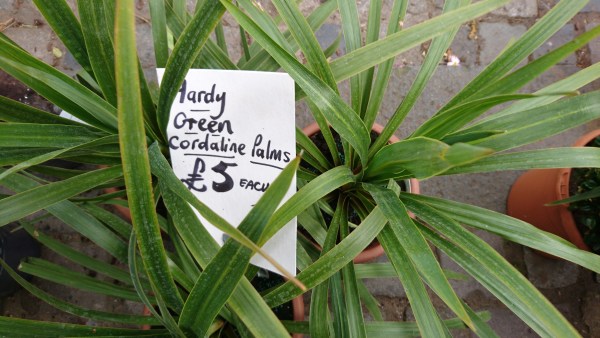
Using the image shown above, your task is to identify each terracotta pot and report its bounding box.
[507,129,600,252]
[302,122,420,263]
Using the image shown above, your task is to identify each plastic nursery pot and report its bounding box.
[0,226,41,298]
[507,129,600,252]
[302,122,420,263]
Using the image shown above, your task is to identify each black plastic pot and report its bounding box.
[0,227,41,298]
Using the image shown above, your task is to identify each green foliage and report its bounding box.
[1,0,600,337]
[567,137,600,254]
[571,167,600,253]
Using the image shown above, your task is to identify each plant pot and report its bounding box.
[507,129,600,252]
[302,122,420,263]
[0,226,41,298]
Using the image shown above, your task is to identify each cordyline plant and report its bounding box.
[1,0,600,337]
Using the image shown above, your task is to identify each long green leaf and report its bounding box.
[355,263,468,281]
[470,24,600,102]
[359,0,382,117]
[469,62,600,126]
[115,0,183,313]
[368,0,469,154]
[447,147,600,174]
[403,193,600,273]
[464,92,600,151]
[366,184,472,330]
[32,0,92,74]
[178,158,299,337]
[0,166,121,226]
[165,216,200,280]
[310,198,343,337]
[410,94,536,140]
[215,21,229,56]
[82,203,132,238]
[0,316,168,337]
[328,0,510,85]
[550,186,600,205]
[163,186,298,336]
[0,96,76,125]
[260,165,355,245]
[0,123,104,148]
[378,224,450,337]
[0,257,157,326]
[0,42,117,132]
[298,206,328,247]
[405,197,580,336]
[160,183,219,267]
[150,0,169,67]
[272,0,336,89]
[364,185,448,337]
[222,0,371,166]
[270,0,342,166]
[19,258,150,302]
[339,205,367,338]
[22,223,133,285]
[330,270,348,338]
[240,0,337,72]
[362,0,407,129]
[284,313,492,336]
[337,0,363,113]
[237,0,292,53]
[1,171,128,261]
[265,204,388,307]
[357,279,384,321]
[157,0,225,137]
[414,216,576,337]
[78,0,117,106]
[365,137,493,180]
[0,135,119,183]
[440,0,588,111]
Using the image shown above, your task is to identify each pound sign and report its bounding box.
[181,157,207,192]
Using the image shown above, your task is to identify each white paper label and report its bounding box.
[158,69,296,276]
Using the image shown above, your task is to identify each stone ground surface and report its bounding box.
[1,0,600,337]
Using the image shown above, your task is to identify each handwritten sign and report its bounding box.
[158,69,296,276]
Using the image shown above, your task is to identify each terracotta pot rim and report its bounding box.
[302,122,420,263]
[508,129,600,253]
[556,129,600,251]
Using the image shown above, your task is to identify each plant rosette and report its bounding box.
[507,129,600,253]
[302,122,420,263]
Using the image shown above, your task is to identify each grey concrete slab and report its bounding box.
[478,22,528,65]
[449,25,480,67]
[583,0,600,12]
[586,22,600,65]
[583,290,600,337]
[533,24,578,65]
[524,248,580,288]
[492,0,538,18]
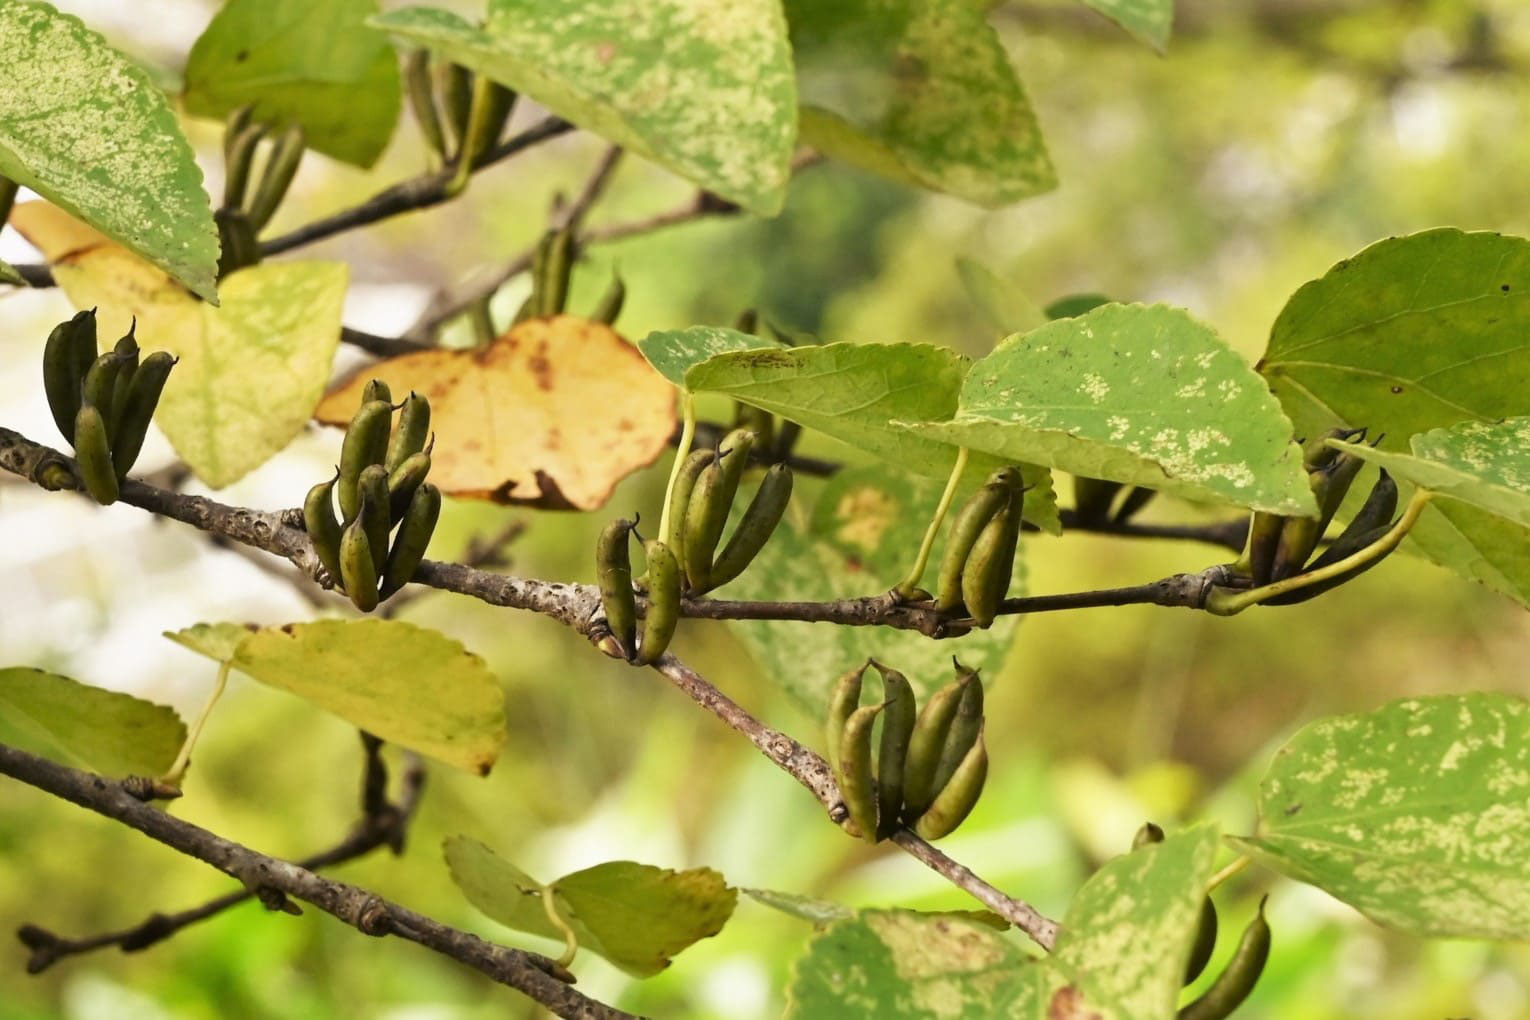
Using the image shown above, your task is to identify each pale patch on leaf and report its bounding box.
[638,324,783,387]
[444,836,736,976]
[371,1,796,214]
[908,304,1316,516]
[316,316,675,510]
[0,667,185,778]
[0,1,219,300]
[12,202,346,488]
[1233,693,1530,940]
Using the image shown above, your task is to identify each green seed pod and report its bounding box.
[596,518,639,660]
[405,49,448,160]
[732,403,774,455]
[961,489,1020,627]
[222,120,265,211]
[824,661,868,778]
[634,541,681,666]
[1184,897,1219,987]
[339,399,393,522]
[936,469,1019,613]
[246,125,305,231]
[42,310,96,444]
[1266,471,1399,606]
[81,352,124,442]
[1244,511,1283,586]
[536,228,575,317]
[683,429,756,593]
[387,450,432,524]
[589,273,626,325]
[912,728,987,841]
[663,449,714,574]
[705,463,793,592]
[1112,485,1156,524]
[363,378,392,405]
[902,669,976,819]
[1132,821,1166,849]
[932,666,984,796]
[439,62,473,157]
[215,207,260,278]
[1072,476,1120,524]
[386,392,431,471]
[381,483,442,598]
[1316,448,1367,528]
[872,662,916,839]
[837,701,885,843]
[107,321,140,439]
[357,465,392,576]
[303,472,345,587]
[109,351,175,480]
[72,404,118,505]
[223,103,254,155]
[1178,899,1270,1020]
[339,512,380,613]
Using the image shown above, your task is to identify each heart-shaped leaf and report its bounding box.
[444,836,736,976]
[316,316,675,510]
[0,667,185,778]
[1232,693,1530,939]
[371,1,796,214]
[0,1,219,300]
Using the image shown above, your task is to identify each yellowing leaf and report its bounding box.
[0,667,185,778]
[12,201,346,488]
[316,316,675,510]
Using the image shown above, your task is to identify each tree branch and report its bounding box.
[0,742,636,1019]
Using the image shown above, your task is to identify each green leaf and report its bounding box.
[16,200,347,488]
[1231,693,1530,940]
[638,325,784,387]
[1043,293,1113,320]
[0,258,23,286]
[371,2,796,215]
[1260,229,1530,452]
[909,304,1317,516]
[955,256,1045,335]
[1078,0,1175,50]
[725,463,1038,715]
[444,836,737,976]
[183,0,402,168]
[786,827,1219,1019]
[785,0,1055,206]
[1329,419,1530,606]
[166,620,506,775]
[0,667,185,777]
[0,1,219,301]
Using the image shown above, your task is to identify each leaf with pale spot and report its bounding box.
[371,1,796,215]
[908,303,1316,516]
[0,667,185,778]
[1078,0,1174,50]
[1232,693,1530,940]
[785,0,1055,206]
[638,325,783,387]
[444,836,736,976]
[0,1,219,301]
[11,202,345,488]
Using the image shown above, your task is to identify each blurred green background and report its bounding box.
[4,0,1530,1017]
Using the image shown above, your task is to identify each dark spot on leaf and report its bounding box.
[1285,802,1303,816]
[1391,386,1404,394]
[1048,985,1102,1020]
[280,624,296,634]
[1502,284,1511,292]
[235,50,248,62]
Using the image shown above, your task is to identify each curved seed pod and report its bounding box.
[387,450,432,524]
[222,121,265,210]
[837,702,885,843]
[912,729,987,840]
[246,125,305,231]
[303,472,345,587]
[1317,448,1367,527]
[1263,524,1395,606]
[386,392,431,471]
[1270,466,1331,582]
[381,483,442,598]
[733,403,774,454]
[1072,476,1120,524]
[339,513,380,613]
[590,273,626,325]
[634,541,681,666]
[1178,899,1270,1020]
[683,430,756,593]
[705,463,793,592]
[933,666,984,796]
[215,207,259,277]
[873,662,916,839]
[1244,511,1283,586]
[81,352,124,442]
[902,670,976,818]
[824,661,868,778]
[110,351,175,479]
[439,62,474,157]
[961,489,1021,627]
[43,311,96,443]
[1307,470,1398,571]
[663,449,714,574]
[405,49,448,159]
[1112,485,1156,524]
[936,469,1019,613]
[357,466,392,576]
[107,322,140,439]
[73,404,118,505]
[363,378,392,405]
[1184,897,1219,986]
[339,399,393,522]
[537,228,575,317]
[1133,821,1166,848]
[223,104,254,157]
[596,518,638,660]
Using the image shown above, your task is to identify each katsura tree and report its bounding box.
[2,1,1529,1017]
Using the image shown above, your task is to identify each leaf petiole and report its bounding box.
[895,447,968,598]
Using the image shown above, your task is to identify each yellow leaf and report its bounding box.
────────
WHAT IS NEEDED » Nothing but the pictures should be left out when the material above is copied.

RESPONSE TO THIS TASK »
Using the image shown above, your task is to identify each terracotta pot and report its bounding box.
[507,129,600,252]
[302,122,420,263]
Using the image shown above, your task is to identify each plastic nursery pot and report its bounding box.
[0,226,41,298]
[507,129,600,252]
[302,122,420,263]
Using the image shown above, your task is to identify each black plastic pot and report its bounding box.
[0,227,41,298]
Using the image shown above, your task is to identify each green foliage and report its bounding box.
[1,0,600,337]
[567,137,600,254]
[571,167,600,253]
Using the image shown above, your task is to identify each plant pot and report its bounding box.
[507,129,600,252]
[302,122,420,263]
[0,226,41,298]
Using the image shown above, your task is to identify each cordyline plant and report its bounding box.
[1,0,600,337]
Using the image shown above, your task is to identify each long green leaf and report its bounding box.
[355,263,468,281]
[470,24,600,102]
[359,0,382,117]
[469,62,600,126]
[115,0,183,313]
[368,0,469,154]
[447,147,600,174]
[403,193,600,273]
[464,92,600,151]
[366,184,472,330]
[32,0,92,74]
[178,158,299,337]
[0,166,121,226]
[165,216,200,280]
[310,198,343,337]
[410,94,536,140]
[215,21,229,56]
[82,203,132,238]
[0,316,168,337]
[328,0,510,85]
[550,186,600,205]
[163,186,298,336]
[0,96,76,125]
[260,165,355,245]
[0,123,104,148]
[378,224,450,337]
[0,257,157,326]
[0,42,117,132]
[298,206,328,247]
[405,197,580,336]
[160,183,219,267]
[150,0,169,67]
[272,0,336,89]
[364,185,448,337]
[222,0,371,166]
[270,0,342,166]
[19,258,150,302]
[339,205,367,338]
[22,223,133,285]
[330,270,348,338]
[240,0,337,72]
[362,0,407,129]
[284,313,492,336]
[337,0,363,113]
[237,0,292,53]
[1,171,128,261]
[265,204,388,307]
[357,279,384,321]
[157,0,225,137]
[414,216,576,337]
[78,0,117,106]
[365,137,493,180]
[0,135,119,183]
[440,0,588,111]
Using the image shown above, your task is to identify each pound sign and report its bounding box.
[181,157,207,192]
Using the image shown above, your task is to identify each white paper label and report its bounding box.
[158,69,296,276]
Using the image shown above, your task is to identify each stone ground surface and report its bounding box.
[1,0,600,337]
Using the image shown above, your task is to identify each handwritten sign and report its bounding box.
[158,69,296,276]
Using the image shown above, your task is to identify each terracotta pot rim and report its bounding box.
[302,122,420,263]
[508,129,600,253]
[556,129,600,251]
Using the image shown above, your task is to identify each plant rosette and report its bounding box.
[507,129,600,253]
[302,122,420,263]
Using the image shown above, your task is to identify each grey concrete slab and report its bounding box.
[478,22,528,65]
[449,25,480,67]
[583,0,600,12]
[586,22,600,65]
[583,290,600,337]
[533,24,578,65]
[524,248,580,288]
[492,0,538,18]
Using the image shown above, your task is to identify each pale patch on leaf and report its bounding box.
[638,324,783,387]
[444,836,736,976]
[371,1,796,214]
[908,304,1316,516]
[316,316,675,510]
[0,667,185,778]
[0,1,219,300]
[12,202,346,488]
[1233,693,1530,940]
Using the image shown above, your task is to identify each green seed pod and report its bounding box.
[596,518,639,660]
[405,49,448,160]
[732,403,774,455]
[961,489,1020,627]
[222,120,265,211]
[824,661,868,778]
[634,541,681,666]
[1184,897,1219,987]
[339,399,393,522]
[936,469,1019,613]
[246,125,305,231]
[42,310,96,444]
[1266,471,1399,606]
[81,352,124,442]
[1244,511,1283,586]
[536,228,575,317]
[683,429,756,593]
[387,450,432,524]
[589,273,626,325]
[912,728,987,841]
[663,449,714,574]
[705,463,793,592]
[1112,485,1156,524]
[363,378,392,405]
[902,669,976,819]
[1132,821,1166,849]
[932,666,984,796]
[439,62,473,157]
[215,207,260,278]
[1072,476,1120,524]
[386,392,431,471]
[381,483,442,598]
[1316,448,1367,528]
[872,662,916,839]
[837,701,885,843]
[107,321,140,439]
[357,465,392,576]
[303,472,345,587]
[109,351,175,480]
[72,404,118,505]
[223,103,254,155]
[1178,899,1270,1020]
[339,512,380,613]
Using the image shown above, your task is to identify each heart-shaped leaf and report its bounding box.
[444,836,736,976]
[316,316,675,510]
[0,667,185,778]
[1232,693,1530,939]
[371,1,796,214]
[0,1,219,300]
Using the image shown above, your task is to identify each yellowing leaf and report its bounding box.
[0,667,185,778]
[12,201,346,488]
[316,316,675,510]
Using the image shown above, your task is to identify each tree branch and report its bounding box.
[0,742,636,1019]
Using the image shown above, your task is to identify each green leaf and report its bounding box.
[16,200,347,488]
[1231,693,1530,940]
[638,325,784,387]
[1043,293,1113,320]
[0,258,23,286]
[371,2,796,215]
[1260,229,1530,452]
[909,304,1317,516]
[955,256,1045,335]
[1078,0,1175,50]
[725,463,1038,715]
[444,836,737,976]
[183,0,402,168]
[786,827,1219,1019]
[785,0,1055,206]
[1329,419,1530,606]
[166,620,506,775]
[0,667,185,777]
[0,1,219,301]
Using the image shown above, your task is to identify each leaf with pale spot and report its bounding box.
[371,1,796,215]
[908,303,1316,516]
[0,667,185,778]
[1078,0,1174,50]
[1232,693,1530,940]
[785,0,1055,206]
[638,325,783,387]
[444,836,736,976]
[0,1,219,301]
[11,202,345,488]
Using the image shown above, your task is to identify each blurred green background and report its bounding box.
[4,0,1530,1017]
Using the image shown above, your task is to identify each dark spot on leaf and report its bounding box.
[1285,802,1303,816]
[1391,386,1404,394]
[1048,985,1102,1020]
[280,624,296,634]
[1502,284,1511,292]
[235,50,248,62]
Using the image shown above, your task is to identify each curved seed pod and report its bounding box.
[387,450,432,524]
[222,121,265,210]
[837,702,885,843]
[912,729,987,840]
[246,125,305,231]
[303,472,345,587]
[1317,448,1367,527]
[1263,524,1395,606]
[386,392,431,471]
[1270,466,1331,582]
[381,483,442,598]
[733,403,774,454]
[1072,476,1120,524]
[339,513,380,613]
[590,273,626,325]
[634,541,681,666]
[1178,899,1270,1020]
[683,430,756,593]
[705,463,793,592]
[933,666,984,796]
[215,207,259,277]
[873,662,916,839]
[1244,511,1283,586]
[81,352,124,442]
[902,670,976,818]
[824,661,868,778]
[110,351,175,479]
[439,62,474,157]
[961,489,1021,627]
[43,311,96,443]
[1307,470,1398,571]
[663,449,714,574]
[405,49,448,159]
[1112,485,1156,524]
[936,469,1019,613]
[357,466,392,576]
[107,322,140,439]
[73,404,118,505]
[363,378,392,405]
[1184,897,1219,986]
[339,399,393,522]
[537,228,575,317]
[1133,821,1166,848]
[223,104,254,157]
[596,518,638,660]
Using the image shown above, your task is to identify each katsura tree and report its bounding box.
[2,1,1529,1017]
Using the image shown above, your task is to identify each leaf petiole and report its bounding box.
[895,447,968,598]
Using the image shown above, your task is to identify each yellow leaf and report its bounding box.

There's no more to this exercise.